## [Passage]
⟨
Analyzing a preconditioned CG solver

Preparation

$ module load likwid intel
$ make

Run benchmark

Whole application measurements

Running on a single core and on a full socket with the MEM_DP group:

$ likwid-perfctr -g MEM_DP -C S0:0 ./perf 2500 40000
$ likwid-perfctr -g MEM_DP -C S0:0-17 ./perf 2500 40000

The group or eventset for the measurement is defined with -g. Where to run is -c (just measure these cores but don't pin the application to hardware threads) or -C (measure & pin, recommended).

The S0 is the so-called thread domain for socket 0, so S1 would be socket 1. The notion S0:0 tells LIKWID to run on socket 0 on the first (index 0) hardware thread. S0:0-17 also tells LIKWID to use socket 0 with the hardware threads indexed 0 to 17. There are other thread domain, check

likwid-pin -p
to see all thread domains with their list of hardware threads. For the <thread domain>:<range> syntax, the list is sorted before selection to have the physical hardware threads first in the list. Other thread domains start with different characters: N for node (without a number), M for NUMA domain, D for CPU die and C for L3 cache.

You can also use a comma-seperated list of hardware thread IDs to specify where to run like 0,4,12 or 2-5,8,11-12. For more information about the supported hardware thread selection syntaxes can be found [here].

The benchmark itself prints a performance number in MLUP/s (million lattice site updates per second).

The computational intensity of the code in flops/byte shows how many floating point operations can be performed for the bytes loaded from main memory. Independent of the number of threads used, it is around 0.25. This this is a whole application measurement, it covers the whole runtime and is therefore an average over all phases (allocation, initialization, computation, evaluation and cleanup).

The performance scale from 1 core to the full socket not linearly. The single core run achieves 78 MLUP/s while 420 MLUP/s with 18 hardware threads. This is only a speedup of 5.4, so there is some performance limiting factor in the code.

In-depth analysis

In the demo, we instrument the binary using the LIKWID Marker API in three files based on a runtime profile with the tool gprof which revealed the most time consuming functions:

  1. src/Solver.cpp (whole PCG loop)
  2. src/PDE.cpp (two loops in the preconditioner in PDE:GSPreCon())
  3. src/Grid.cpp (loop in Grid:axpby())

You can find the changes in the list of patch files (apply with patch -p1 < /path/to/patchfile). We add $LIKWID_INC, $LIKWID_LIB, -llikwid and -DLIKWID_PERFMON to the Makefile. Note: These shell variables are set by our likwid module, so they are not portable to other systems.
⟩
## [Given information]
⟨
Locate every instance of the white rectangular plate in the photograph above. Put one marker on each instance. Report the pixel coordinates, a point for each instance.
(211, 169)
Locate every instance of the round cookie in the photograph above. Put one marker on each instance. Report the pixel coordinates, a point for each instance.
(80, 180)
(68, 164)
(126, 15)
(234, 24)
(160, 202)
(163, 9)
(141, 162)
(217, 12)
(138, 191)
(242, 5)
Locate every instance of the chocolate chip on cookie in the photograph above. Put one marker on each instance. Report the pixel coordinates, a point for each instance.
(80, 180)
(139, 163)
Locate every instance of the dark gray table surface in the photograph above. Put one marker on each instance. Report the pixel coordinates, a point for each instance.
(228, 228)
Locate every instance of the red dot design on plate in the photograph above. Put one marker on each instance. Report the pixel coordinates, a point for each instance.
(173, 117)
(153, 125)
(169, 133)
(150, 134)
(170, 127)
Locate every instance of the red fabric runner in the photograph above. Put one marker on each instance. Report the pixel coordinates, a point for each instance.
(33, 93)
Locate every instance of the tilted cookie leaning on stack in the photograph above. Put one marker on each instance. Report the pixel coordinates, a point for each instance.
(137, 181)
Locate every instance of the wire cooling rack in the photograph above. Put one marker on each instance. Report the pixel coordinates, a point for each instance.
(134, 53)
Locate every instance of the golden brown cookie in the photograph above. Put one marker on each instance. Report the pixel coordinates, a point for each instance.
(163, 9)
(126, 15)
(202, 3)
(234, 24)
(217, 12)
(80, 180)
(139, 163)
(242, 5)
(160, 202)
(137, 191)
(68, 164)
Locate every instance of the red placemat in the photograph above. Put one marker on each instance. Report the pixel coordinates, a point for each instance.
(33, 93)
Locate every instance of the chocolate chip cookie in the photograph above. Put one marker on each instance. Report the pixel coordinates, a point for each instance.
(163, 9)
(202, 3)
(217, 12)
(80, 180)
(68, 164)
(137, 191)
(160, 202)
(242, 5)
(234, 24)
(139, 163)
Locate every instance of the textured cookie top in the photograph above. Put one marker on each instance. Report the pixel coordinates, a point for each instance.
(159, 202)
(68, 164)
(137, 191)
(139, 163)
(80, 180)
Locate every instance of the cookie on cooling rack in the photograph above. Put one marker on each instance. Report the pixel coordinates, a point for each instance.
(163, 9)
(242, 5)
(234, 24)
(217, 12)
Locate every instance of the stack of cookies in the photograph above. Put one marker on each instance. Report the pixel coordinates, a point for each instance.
⟩
⟨
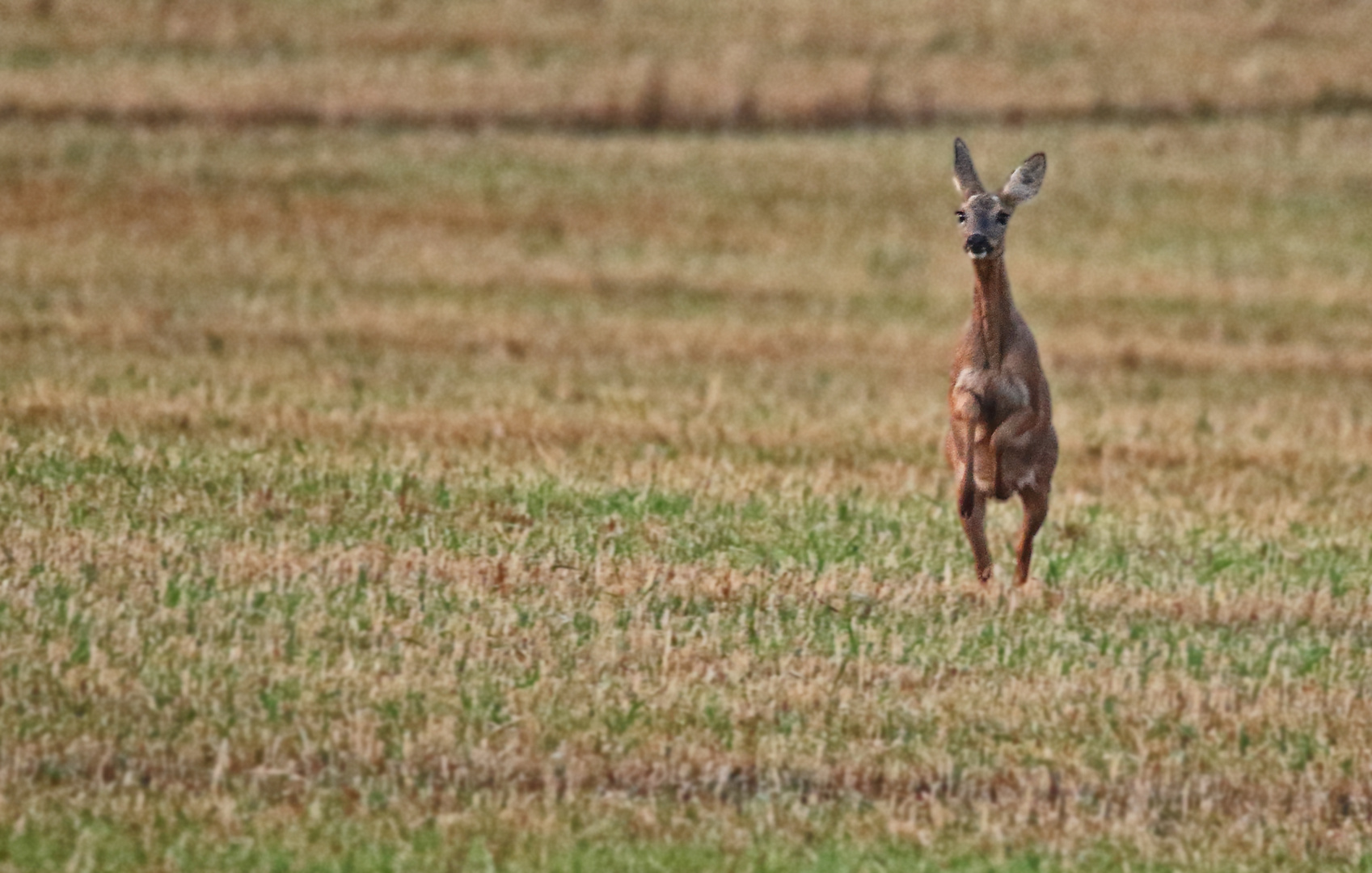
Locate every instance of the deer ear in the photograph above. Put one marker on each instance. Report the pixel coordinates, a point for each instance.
⟩
## [What you need to do]
**a)** Write out the CG solver analysis again, starting with "The performance scale" and going on through "(whole PCG loop)", and switch "gprof" to "valgrind".
**b)** In the CG solver analysis, what speedup does the run with 18 hardware threads achieve over the single-core run?
The records stand apart from the CG solver analysis as separate material.

## [Outputs]
**a)**
The performance scale from 1 core to the full socket not linearly. The single core run achieves 78 MLUP/s while 420 MLUP/s with 18 hardware threads. This is only a speedup of 5.4, so there is some performance limiting factor in the code.

In-depth analysis

In the demo, we instrument the binary using the LIKWID Marker API in three files based on a runtime profile with the tool valgrind which revealed the most time consuming functions:

  1. src/Solver.cpp (whole PCG loop)

**b)** A speedup of 5.4.